Given text Block Start
He underwent a complete rebranding. Instead of presenting himself as a music hall entertainer, he adopted the far more sombre style of a scientific lecturer. Out went the sensationalist ‘once again I put on a dress and discovered the truth’ stories, and in came a pair of pince-nez glasses and academic mutton chop sideburns. Perhaps most importantly of all, instead of focusing on exposing the claims of others, Bishop declared that he himself had developed the most uncanny of abilities. Promoting himself as the ‘world’s first mind-reader’, Bishop proudly announced that he was able to demonstrate telepathy on demand.

He started his performances by playing the mystery card, clearly stating that although his newfound ability was not due to psychic powers or the work of the spirits, he did not have an explanation for what he was about to demonstrate. He would then attempt a series of mind-reading stunts. In a typical performance he handed a pin to a spectator and explained that in a few moments the spectator was to hide the pin anywhere in the auditorium. Another member of the audience was asked to ensure that Bishop didn’t see where the pin was being concealed. Bishop and his chaperone then walked offstage and the pin was hidden. When he returned, he grasped the first spectator’s wrist and led him manically around the auditorium. Eventually, Bishop narrowed down his search to one small area and finally located the hidden pin.
Given text Block End
- _Tasks to complete_
[1] Translate this sentence from the passage on Bishop into Spanish: "Another member of the audience was asked to ensure that Bishop didn’t see where the pin was being concealed."
[2] Retype everything in the passage on Bishop from "He started his" down to "the hidden pin.".
[3] According to the passage on Bishop, what did he promote himself as?
Listed entries Block Start
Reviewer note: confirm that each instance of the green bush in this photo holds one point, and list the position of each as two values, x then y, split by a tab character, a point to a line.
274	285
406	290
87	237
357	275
Listed entries Block End
- _Your responses_
[1] Se le pidió a otro miembro del público que se asegurara de que Bishop no viera dónde se escondía el alfiler.

[2]
He started his performances by playing the mystery card, clearly stating that although his newfound ability was not due to psychic powers or the work of the spirits, he did not have an explanation for what he was about to demonstrate. He would then attempt a series of mind-reading stunts. In a typical performance he handed a pin to a spectator and explained that in a few moments the spectator was to hide the pin anywhere in the auditorium. Another member of the audience was asked to ensure that Bishop didn’t see where the pin was being concealed. Bishop and his chaperone then walked offstage and the pin was hidden. When he returned, he grasped the first spectator’s wrist and led him manically around the auditorium. Eventually, Bishop narrowed down his search to one small area and finally located the hidden pin.

[3] The world's first mind-reader.